EXERCISE REQUIREMENTS: Reproduce the rows verbatim, starting with their very first line and going on through the line that contains "158L194 144L189 144L189", with both of those lines included.

DATA PROVIDED:
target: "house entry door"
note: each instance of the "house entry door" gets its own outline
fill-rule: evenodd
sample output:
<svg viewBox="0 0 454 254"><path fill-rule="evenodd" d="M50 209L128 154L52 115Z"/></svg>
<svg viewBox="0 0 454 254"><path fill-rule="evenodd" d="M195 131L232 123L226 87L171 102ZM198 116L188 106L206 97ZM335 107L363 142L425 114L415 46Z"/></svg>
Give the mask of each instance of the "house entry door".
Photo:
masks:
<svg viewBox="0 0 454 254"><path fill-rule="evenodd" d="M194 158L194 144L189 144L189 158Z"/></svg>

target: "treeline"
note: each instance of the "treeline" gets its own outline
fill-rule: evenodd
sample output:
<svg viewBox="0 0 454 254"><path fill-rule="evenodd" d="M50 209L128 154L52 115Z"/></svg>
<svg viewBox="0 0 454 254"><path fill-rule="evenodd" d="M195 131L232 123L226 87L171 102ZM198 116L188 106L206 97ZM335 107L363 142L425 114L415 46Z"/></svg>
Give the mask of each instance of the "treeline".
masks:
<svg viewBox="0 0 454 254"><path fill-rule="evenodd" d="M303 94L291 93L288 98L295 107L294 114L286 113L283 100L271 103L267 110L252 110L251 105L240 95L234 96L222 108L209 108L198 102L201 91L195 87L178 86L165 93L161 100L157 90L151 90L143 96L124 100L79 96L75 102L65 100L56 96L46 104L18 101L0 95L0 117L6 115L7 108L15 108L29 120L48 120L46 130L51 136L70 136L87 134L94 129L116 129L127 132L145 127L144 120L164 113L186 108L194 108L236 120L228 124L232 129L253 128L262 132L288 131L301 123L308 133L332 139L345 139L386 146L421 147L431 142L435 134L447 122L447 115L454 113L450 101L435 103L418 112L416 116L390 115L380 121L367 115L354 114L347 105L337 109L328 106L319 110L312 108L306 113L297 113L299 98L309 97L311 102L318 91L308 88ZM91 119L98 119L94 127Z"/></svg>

RESULT:
target: "house entry door"
note: each instance of the "house entry door" gets its own outline
fill-rule: evenodd
sample output:
<svg viewBox="0 0 454 254"><path fill-rule="evenodd" d="M50 209L128 154L52 115Z"/></svg>
<svg viewBox="0 0 454 254"><path fill-rule="evenodd" d="M195 131L232 123L226 87L171 102ZM198 116L188 106L206 97ZM335 107L363 142L425 114L415 46Z"/></svg>
Give the mask of each instance of the "house entry door".
Photo:
masks:
<svg viewBox="0 0 454 254"><path fill-rule="evenodd" d="M194 158L194 144L189 144L189 158Z"/></svg>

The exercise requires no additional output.